---------- Brano da leggere
Immagino che Skuronn sia anche il titolo originale della sua opera, parola che deriva dall’unione del verbo norvegese “å skjære” (tagliare) col norreno “onn” (anno), ovvero si tagliava il lavoro di un anno, la mietitura del grano.
Più tradizionale di così… 

 

Una delle attività tipiche dell’archeologia è il carotaggio. In buona sostanza, si infila nel terreno un grosso tubo abbastanza lungo, e al momento di estrarlo, quello si porta al suo interno tutti gli strati di terreno che ha attraversato, il che forma appunto una sorta di “carota” da esaminare.
Mattea Jurin ha immaginato di eseguire questa operazione nel suolo della penisola italica, e mediante la stoffa ha visualizzato il risultato della sua ricerca in un quilt molto originale.
Mattea Jurin - Sotto la superficie

Mattea Jurin – Sotto la superficie

Non v’è dubbio che le nostre città sorgono su strati e strati delle civiltà che hanno la nostra, e a quelle non dobbiamo solamente i materiali che abbiamo riciclato, ma anche e soprattutto alcuni aspetti culturali che caratterizzano questo angolino del pianeta.
Vedendo quest’opera mi è impossibile sopprimere due riflessioni poco confortanti. La prima è che, contrariamente a quanto si augura l’autrice, tra mille anni i nostri propropro…nipoti troveranno uno strato composto da immondizia varia, rottami di latta, monconi di cemento armato e mari di plastica in vari stadi di degrado, niente di memorabile e tanto meno edificante. La seconda riflessione riguarda la scarsissima consapevolezza del fatto che quelle antiche culture non sono sorte dal nulla, ma per la maggior parte sono il risultato di migrazioni dal Mediterraneo Meridionale, ossia quelle stesse sponde dalle quali partono oggi i disperati che malvolentieri accogliamo, e che qualcuno vorrebbe addirittura prendere a cannonate.

 

E già che si stava parlando di migrazioni…
La nonna di Leah Cooke era ungherese, quando la sua terra faceva ancora parte di quell’impero nel quale si parlavano liberamente quattordici lingue diverse. Prima della Grande Guerra, nell’Impero Austro-Ungarico era normale che una persona minimanente istruita conoscesse altre lingue, anche grazie a un sistema che prevedeva già dal 1775 l’obbligo scolatico fino al compimento del dodicesimo anno d’età (scuola estiva compresa…). Per non sbagliare, la nonna di Leah Cooke ne imparò nove.
--------------------
* _Problema proposto 1_
Nel brano sui quilt, quante lingue imparò la nonna di Leah Cooke?
* _Problema proposto 2_
Riprendi il brano sui quilt e proseguilo subito dopo la sua ultima frase.
I record sono materiale a sé, distinto dal brano sui quilt.
---------- Record forniti
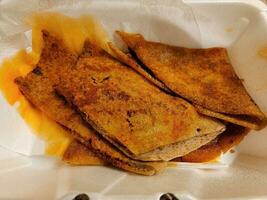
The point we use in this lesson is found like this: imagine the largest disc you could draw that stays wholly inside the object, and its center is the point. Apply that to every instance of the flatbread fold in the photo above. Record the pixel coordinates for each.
(205, 77)
(38, 88)
(139, 119)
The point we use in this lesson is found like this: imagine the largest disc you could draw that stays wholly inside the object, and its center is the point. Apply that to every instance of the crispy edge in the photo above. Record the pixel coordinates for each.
(129, 61)
(78, 154)
(227, 140)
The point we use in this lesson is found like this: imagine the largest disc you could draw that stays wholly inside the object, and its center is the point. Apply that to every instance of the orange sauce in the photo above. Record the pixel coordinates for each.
(262, 53)
(73, 32)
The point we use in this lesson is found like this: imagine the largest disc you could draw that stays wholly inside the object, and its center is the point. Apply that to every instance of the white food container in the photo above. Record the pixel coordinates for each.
(241, 26)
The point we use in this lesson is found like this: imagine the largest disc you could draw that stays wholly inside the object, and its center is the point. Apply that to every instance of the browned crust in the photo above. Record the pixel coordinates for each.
(78, 154)
(37, 86)
(233, 135)
(126, 109)
(202, 76)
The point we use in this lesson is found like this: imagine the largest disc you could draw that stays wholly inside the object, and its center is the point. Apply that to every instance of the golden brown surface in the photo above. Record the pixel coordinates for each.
(233, 135)
(37, 86)
(203, 76)
(129, 111)
(78, 154)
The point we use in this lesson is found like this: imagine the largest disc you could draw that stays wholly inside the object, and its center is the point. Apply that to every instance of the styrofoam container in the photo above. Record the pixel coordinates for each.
(240, 26)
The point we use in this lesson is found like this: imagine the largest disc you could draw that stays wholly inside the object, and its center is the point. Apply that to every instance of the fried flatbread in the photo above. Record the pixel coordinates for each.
(233, 135)
(37, 87)
(204, 77)
(78, 154)
(128, 111)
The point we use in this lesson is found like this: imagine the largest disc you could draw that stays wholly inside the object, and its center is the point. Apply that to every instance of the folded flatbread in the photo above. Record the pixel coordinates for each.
(78, 154)
(37, 87)
(138, 118)
(233, 135)
(204, 77)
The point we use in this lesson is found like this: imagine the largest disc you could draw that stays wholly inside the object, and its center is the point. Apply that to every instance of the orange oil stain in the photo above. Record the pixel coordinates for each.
(73, 32)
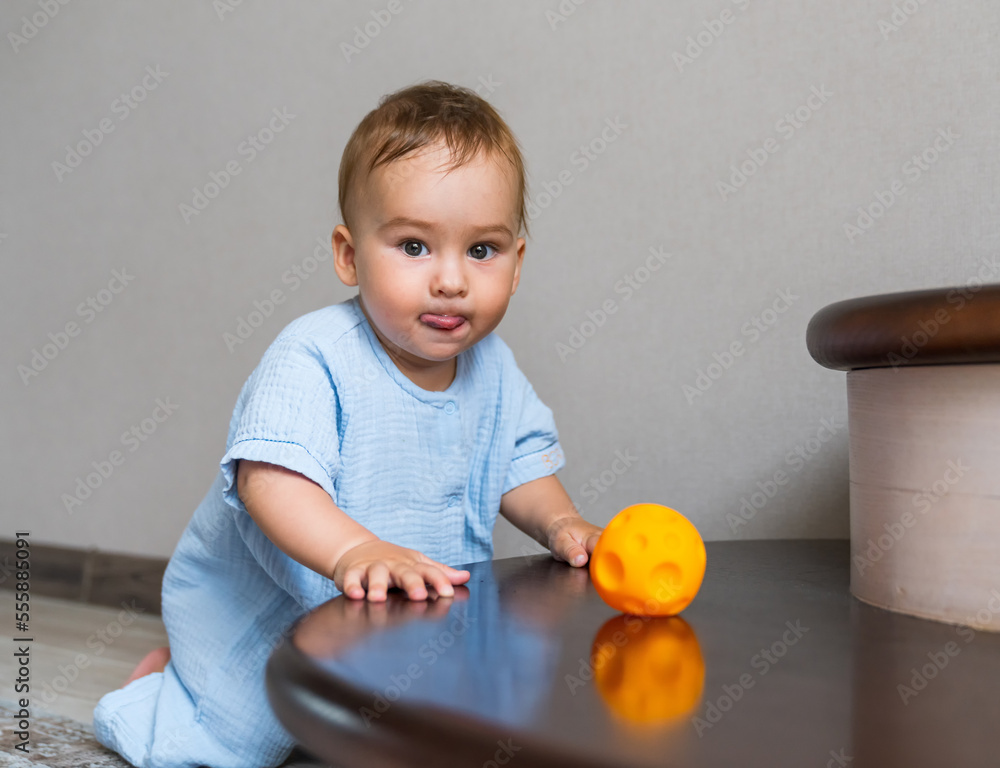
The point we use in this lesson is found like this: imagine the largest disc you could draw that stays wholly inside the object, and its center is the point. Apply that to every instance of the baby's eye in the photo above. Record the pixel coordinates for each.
(480, 251)
(412, 247)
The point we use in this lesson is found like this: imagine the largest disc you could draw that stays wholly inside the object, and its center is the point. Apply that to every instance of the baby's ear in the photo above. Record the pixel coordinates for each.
(517, 266)
(343, 255)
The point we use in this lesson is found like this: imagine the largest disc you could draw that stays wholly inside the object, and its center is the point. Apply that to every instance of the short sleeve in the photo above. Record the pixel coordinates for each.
(287, 414)
(537, 451)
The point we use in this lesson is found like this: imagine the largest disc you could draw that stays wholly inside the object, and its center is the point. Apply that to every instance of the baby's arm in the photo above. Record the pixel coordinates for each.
(543, 510)
(303, 522)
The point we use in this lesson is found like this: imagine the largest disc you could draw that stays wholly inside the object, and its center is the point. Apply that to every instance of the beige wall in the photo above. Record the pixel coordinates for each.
(772, 251)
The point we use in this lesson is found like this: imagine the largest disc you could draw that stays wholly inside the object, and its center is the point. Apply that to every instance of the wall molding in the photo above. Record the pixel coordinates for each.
(88, 575)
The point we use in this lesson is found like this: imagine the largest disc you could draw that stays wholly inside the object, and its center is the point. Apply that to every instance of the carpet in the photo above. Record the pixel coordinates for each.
(60, 742)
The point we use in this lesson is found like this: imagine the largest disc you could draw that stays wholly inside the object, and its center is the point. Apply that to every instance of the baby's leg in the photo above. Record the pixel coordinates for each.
(155, 661)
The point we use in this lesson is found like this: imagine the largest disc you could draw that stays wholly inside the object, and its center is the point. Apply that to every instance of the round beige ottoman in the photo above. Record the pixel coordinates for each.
(923, 398)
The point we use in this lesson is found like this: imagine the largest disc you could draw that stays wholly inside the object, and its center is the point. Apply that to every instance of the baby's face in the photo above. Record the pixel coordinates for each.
(436, 258)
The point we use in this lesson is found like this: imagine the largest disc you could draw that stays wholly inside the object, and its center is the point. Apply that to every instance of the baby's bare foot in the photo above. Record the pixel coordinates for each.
(155, 661)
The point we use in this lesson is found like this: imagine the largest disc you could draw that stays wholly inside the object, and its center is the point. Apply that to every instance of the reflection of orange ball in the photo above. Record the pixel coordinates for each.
(648, 670)
(650, 561)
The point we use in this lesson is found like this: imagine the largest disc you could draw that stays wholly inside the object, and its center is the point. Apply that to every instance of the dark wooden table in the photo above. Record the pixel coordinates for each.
(774, 664)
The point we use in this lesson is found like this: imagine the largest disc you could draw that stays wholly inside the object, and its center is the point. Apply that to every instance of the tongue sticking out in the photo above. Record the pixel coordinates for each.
(442, 321)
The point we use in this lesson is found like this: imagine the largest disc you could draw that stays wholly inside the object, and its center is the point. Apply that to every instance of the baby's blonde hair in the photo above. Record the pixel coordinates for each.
(423, 115)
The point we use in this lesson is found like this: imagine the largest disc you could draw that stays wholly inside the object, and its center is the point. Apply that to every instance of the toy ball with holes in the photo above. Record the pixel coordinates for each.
(649, 561)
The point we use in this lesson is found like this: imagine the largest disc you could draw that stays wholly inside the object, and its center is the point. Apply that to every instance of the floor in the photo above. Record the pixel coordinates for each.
(79, 652)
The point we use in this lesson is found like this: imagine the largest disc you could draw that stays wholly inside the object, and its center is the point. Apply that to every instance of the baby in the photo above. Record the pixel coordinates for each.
(374, 444)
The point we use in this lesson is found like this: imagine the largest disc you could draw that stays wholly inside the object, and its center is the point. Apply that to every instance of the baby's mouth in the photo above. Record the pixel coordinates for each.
(445, 322)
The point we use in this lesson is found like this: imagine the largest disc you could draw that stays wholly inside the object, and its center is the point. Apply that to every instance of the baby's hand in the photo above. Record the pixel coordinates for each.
(572, 539)
(377, 565)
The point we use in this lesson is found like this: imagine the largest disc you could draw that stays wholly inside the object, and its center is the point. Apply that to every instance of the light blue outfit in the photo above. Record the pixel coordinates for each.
(421, 469)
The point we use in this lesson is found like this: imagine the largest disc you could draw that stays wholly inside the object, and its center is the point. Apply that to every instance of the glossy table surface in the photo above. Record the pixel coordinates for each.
(773, 664)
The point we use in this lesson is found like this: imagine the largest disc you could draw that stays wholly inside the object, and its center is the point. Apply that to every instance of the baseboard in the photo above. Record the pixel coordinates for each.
(87, 575)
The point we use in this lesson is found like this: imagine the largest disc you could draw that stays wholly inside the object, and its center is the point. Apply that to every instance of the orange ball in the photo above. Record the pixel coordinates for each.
(649, 561)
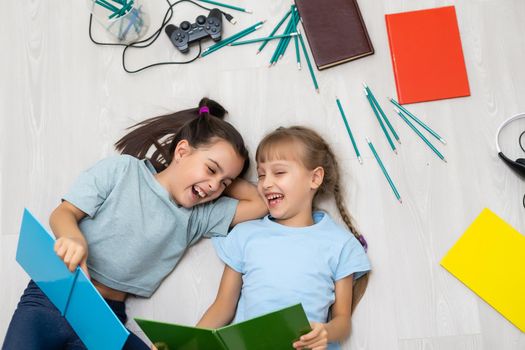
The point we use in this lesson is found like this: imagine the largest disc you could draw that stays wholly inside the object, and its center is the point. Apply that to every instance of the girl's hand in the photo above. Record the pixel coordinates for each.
(317, 339)
(73, 251)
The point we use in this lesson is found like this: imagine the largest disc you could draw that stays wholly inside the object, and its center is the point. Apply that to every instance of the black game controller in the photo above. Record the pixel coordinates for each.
(188, 32)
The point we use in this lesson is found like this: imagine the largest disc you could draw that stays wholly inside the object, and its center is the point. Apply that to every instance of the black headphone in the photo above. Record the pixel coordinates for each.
(518, 164)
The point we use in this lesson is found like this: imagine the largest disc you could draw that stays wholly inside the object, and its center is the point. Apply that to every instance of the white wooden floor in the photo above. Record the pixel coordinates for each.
(65, 101)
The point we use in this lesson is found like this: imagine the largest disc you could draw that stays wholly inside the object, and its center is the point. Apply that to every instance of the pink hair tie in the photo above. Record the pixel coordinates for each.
(204, 109)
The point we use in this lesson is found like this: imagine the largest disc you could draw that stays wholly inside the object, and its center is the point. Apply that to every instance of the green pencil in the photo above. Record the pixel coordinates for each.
(226, 5)
(279, 47)
(232, 38)
(267, 38)
(380, 121)
(376, 156)
(423, 125)
(296, 42)
(308, 61)
(275, 29)
(421, 135)
(348, 130)
(381, 112)
(292, 28)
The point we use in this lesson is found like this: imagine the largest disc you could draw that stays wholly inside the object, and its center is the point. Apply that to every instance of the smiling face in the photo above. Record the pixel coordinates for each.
(199, 175)
(288, 188)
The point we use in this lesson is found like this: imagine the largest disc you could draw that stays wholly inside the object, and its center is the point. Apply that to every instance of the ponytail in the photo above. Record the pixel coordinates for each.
(199, 126)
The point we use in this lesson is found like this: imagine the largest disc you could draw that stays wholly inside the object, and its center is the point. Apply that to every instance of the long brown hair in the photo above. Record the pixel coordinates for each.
(313, 152)
(196, 125)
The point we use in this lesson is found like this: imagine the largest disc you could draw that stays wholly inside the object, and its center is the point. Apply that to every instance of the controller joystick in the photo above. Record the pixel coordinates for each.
(187, 33)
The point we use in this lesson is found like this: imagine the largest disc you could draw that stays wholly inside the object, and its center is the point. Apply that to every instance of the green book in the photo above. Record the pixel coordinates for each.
(276, 330)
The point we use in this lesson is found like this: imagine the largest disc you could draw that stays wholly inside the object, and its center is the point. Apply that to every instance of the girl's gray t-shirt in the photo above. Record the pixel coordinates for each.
(136, 233)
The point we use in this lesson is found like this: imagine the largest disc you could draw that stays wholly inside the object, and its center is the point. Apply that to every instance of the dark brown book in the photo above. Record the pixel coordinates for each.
(335, 31)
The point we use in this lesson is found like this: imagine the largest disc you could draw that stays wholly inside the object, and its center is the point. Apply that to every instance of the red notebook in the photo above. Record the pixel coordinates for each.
(426, 55)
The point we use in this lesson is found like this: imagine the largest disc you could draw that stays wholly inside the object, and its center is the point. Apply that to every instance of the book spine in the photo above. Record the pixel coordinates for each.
(221, 341)
(393, 57)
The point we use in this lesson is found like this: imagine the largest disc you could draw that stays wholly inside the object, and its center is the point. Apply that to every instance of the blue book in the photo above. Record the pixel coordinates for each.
(71, 292)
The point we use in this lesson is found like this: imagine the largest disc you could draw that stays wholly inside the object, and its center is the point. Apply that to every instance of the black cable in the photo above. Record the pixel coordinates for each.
(153, 37)
(521, 146)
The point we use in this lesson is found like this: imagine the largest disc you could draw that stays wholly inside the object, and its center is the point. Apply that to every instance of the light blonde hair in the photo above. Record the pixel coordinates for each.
(309, 148)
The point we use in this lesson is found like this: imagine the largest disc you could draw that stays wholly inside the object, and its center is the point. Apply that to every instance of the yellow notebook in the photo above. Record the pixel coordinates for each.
(490, 259)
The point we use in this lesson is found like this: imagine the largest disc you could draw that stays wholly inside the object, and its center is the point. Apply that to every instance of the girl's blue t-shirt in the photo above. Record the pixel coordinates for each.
(282, 265)
(135, 231)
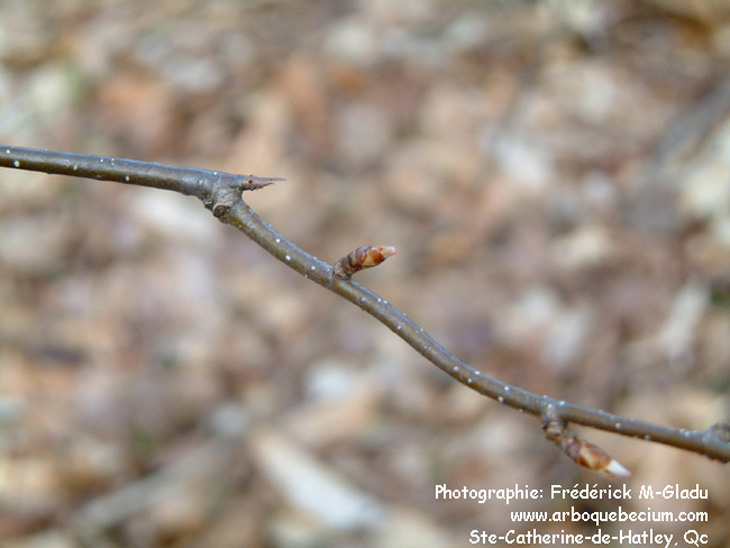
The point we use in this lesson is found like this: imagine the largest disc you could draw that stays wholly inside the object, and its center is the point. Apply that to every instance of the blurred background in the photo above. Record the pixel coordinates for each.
(555, 176)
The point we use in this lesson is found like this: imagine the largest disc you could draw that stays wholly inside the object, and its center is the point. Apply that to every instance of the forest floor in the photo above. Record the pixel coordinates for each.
(556, 178)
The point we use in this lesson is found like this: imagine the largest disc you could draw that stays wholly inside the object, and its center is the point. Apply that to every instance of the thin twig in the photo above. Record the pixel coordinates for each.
(222, 194)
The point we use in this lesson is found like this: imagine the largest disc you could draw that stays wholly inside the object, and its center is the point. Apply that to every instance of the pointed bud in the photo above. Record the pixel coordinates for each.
(591, 456)
(363, 257)
(254, 182)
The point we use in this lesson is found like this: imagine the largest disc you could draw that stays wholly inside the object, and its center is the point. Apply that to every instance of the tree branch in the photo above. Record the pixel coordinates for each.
(221, 193)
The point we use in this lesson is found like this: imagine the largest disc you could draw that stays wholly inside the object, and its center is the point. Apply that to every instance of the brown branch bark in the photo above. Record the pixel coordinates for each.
(221, 193)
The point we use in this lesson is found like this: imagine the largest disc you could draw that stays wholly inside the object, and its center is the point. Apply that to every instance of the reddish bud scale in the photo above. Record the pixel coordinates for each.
(585, 453)
(363, 257)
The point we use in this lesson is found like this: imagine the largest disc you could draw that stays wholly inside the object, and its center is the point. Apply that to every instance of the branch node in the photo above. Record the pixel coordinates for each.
(363, 257)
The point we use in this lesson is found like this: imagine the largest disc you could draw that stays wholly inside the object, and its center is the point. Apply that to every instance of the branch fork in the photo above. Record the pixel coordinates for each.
(221, 193)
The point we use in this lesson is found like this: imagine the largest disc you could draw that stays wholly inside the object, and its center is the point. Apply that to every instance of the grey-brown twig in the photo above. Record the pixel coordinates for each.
(221, 193)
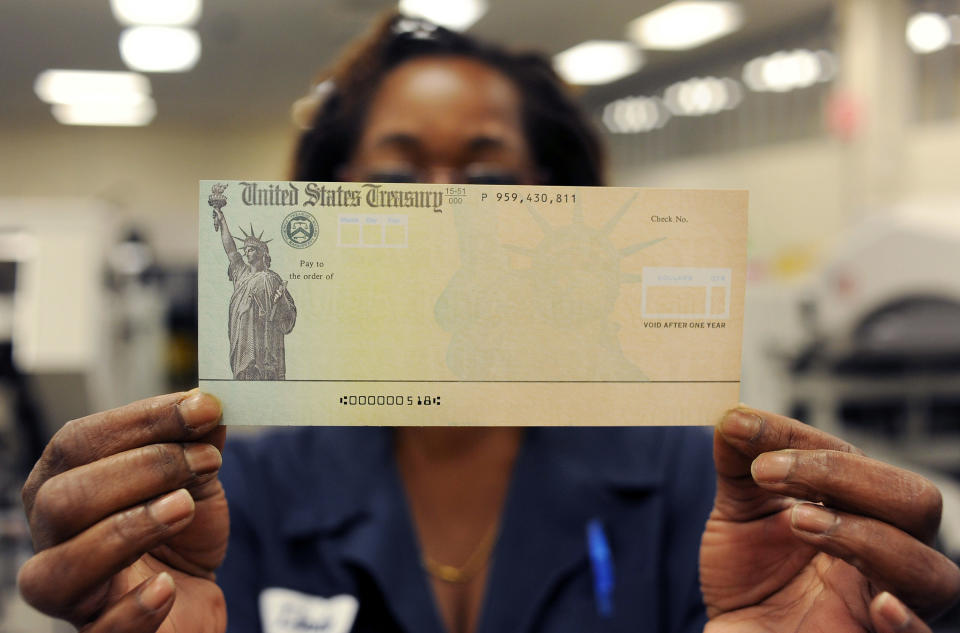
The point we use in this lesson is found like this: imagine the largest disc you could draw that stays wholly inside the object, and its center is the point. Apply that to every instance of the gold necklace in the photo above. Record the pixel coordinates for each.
(474, 563)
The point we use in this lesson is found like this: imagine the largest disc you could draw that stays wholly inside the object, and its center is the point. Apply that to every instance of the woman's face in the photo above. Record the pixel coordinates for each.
(444, 120)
--------------------
* _Risposta all'esercizio 1_
Ne imparò nove.

* _Risposta all'esercizio 2_
A 19 anni emigrò con la famiglia negli Stati Uniti, stabilendosi in una cittadina mineraria della Pennsylvania. E qui la sua storia prende una piega romanzesca, quando cercarono di imporle un matrimonio combinato. Possiamo ben credere che una persona che parlava nove lingue e che aveva già lavorato a Vienna e a Budapest (quella Vienna e quella Budapest!) fosse restia a sposare un onesto ma limitato minatore, perciò la stessa mattina del suo matrimonio programmato saltò dalla finestra al secondo piano della sua casa, andò alla stazione e prese il primo treno in partenza.
Finì col trovare lavoro a Perryopolis, presso la tenuta di Alfred M. Fuller, un multimilionario commerciante di carbone e legname, con la mansione di giardiniera (e chissà che giardino…), si sposò con chi gradiva lei ed ebbe otto figli.
Leah Cooke - Lei ha coltivato i fiori

Leah Cooke – Lei ha coltivato i fiori

L’artista ha voluto ricordarla così, immaginandola parte di un giardino nel quale anche lei è un fiore, uno dei più belli, ma anche uno dei più resistenti alle inclemenze della natura, siano esse di origine metereologica oppure umana. Non volle sottostare al destino che altri avevano scelto per lei, e per tutta la vita coltivò con coraggio e dedizione il “suo” destino.
Un ultima annotazione. La scritta “Pěstovala květiny” significa appunto “Lei coltivava i fiori”, ma non è in ungherese, bensì in ceco, il che la dice lunga sulla tradizione multilingue di quelle terre. 

 

Se andate a dare un’occhiata al post “BPM 2024 – One Step Beyond“, troverete la foto di un quilt che mi ha incuriosito parecchio. Si tratta di “School of Fish”, realizzato da Roswitha Schmit, e a Verona l’ho ritrovata con un’opera totalmente diversa, ma non per questo meno interessante.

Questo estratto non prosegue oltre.